Es la noche del 27 de noviembre de 1917. En la casa “Chimista-Enea” de Lasarte una anciana se debate entre la vida y la muerte. Alguien forcejea con ella, intentando ahogarla con su propia toquilla. Poco tiempo después, la anciana será enterrada a toda prisa en el sótano de la casa.
UNA DENUNCIA
El 1 de enero de 1918, un vecino de Pasajes, llamado José Fernando Beloqui, se presentó en la comisaría de San Sebastián para formular una denuncia con motivo de la desaparición de su hermana, la anciana Antonia Beloqui Vidarte, vecina de Lasarte. Los agentes pronto dieron con el principal sospechoso en esta historia: Prudencio Zozaya Ibarra.
Prudencio había llamado la atención del vecindario. Un recién llegado, con fama de aventurero—fue a Argentina en busca de fortuna—, gasta-duros y sin oficio conocido. Apenas llegó a Lasarte, comenzó a convivir con la desaparecida, gracias, al parecer, a que la madre de Prudencio era criada de la anciana.
La policía se llevó a Prudencio para interrogarlo. Una y otra vez repetía lo mismo: la anciana había salido de Lasarte para París, a finales de noviembre y que él la había acompañado hasta Irún. Añadió, que para contactar con ella debía de hacerlo mediante la Lista de Correos. La policía no creyó la coartada.
Cuando procedieron al cacheo, los agentes se llevaron una gran sorpresa. Prudencio llevaba encima unos cuantos papeles incriminatorios. Entre ellos, destacaban un pasaporte francés, recibos de bancos, resguardos de valores extranjeros y minas de Río Tinto por un valor aproximado de 400.000 ptas.; todo a nombre de la desaparecida. Automáticamente Prudencio quedó detenido como principal sospechoso.

Tarea planteada 1: Reescala los registros desde la línea con "out the mouth" hasta la línea con "[(216, 182)]", ambas incluidas. Escríbelas de nuevo completas, con las peticiones, y multiplica por 0,75 las coordenadas de los puntos de las respuestas, redondeando a números enteros y las mitades hacia arriba.
El texto y los registros son materiales independientes entre sí.

Datos disponibles:
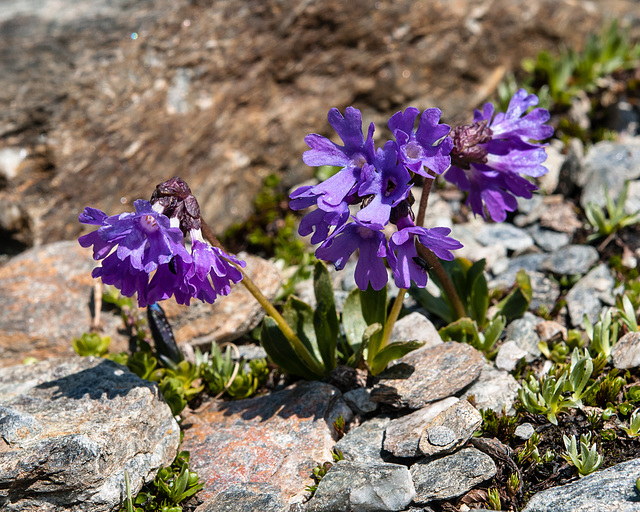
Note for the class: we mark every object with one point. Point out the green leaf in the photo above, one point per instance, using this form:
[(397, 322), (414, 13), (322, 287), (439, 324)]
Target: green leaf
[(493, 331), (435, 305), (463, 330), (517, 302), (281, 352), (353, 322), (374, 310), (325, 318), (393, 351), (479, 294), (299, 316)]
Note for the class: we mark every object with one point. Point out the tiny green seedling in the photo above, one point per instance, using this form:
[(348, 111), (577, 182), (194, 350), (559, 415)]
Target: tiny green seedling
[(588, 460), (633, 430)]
==
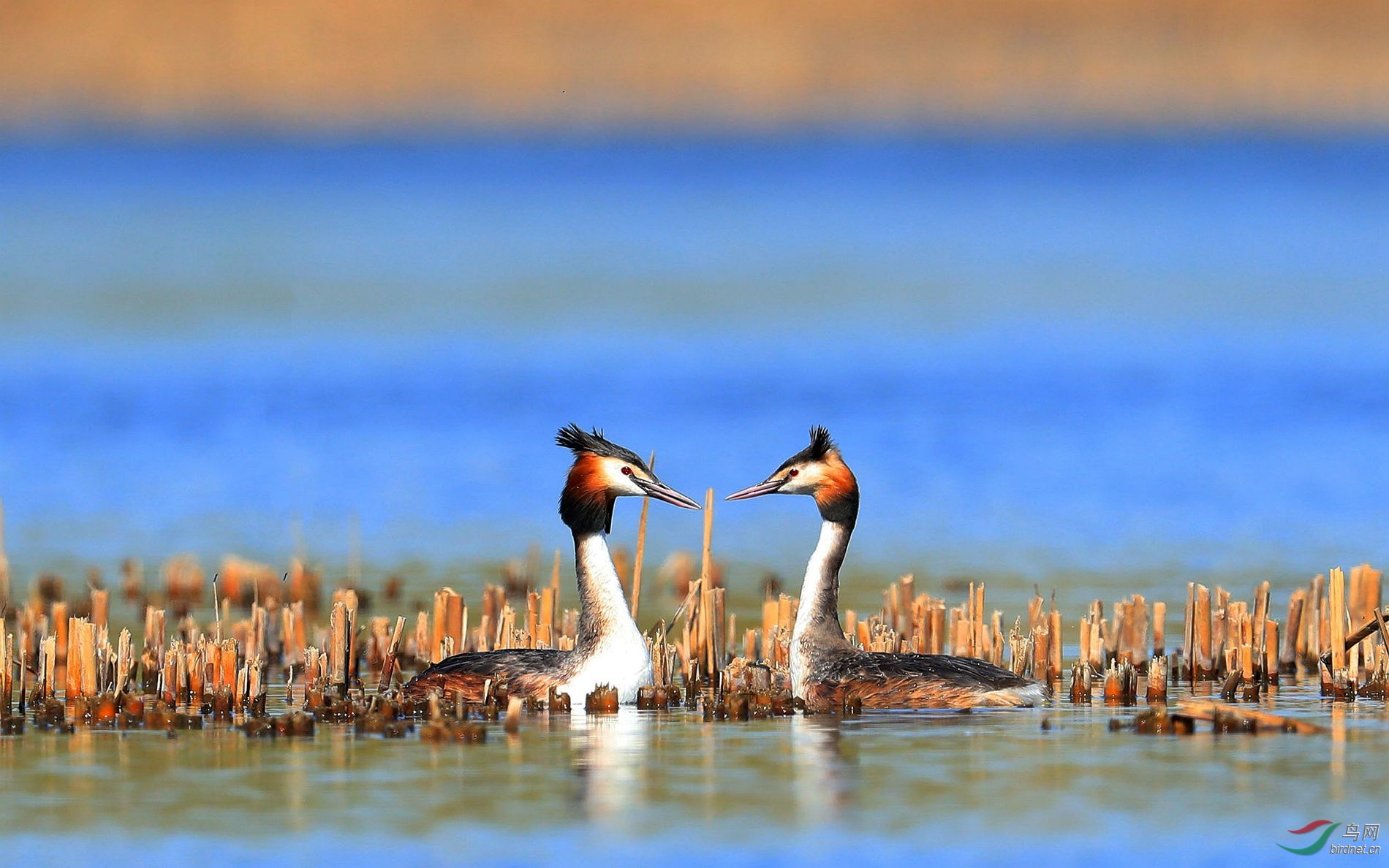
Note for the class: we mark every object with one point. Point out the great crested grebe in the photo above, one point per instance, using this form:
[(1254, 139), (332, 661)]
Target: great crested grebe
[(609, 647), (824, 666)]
==
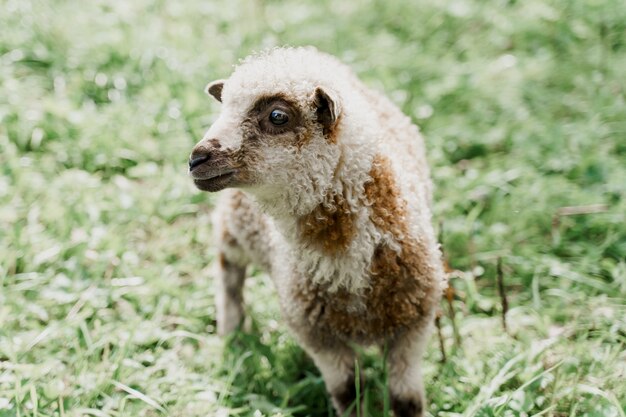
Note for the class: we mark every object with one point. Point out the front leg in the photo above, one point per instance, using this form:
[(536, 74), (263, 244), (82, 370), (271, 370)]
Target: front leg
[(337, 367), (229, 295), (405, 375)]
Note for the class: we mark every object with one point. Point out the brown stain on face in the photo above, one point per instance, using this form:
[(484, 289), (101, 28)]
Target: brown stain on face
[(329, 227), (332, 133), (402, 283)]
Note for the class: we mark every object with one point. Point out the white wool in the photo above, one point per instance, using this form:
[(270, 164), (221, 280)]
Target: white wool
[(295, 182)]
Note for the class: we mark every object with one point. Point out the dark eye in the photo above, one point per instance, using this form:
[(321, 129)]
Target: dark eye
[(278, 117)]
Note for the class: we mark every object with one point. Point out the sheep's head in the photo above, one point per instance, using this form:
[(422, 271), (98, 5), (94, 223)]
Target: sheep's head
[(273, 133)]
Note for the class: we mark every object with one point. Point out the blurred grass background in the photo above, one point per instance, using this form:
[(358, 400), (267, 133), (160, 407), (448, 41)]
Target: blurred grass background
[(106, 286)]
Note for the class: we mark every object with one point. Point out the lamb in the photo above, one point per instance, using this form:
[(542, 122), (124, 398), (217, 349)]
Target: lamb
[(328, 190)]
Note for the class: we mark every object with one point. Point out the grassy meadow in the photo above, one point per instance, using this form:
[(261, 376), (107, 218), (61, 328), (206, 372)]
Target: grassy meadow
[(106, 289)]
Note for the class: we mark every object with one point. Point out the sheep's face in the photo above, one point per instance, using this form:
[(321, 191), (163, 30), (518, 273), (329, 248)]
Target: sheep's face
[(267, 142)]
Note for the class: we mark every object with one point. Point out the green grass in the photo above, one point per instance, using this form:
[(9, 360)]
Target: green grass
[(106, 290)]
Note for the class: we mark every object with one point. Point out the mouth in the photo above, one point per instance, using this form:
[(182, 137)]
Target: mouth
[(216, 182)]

Tarea planteada 2: Copia del texto sobre la desaparición en Lasarte el fragmento que va de "La policía se" a "como principal sospechoso.", sin cambiar nada.

Solución completa 1:
Note for the class: we mark every object with one point. Point out the mouth in the photo above, one point per instance, using this form:
[(182, 137)]
Target: mouth
[(162, 137)]

Solución completa 2:
La policía se llevó a Prudencio para interrogarlo. Una y otra vez repetía lo mismo: la anciana había salido de Lasarte para París, a finales de noviembre y que él la había acompañado hasta Irún. Añadió, que para contactar con ella debía de hacerlo mediante la Lista de Correos. La policía no creyó la coartada.
Cuando procedieron al cacheo, los agentes se llevaron una gran sorpresa. Prudencio llevaba encima unos cuantos papeles incriminatorios. Entre ellos, destacaban un pasaporte francés, recibos de bancos, resguardos de valores extranjeros y minas de Río Tinto por un valor aproximado de 400.000 ptas.; todo a nombre de la desaparecida. Automáticamente Prudencio quedó detenido como principal sospechoso.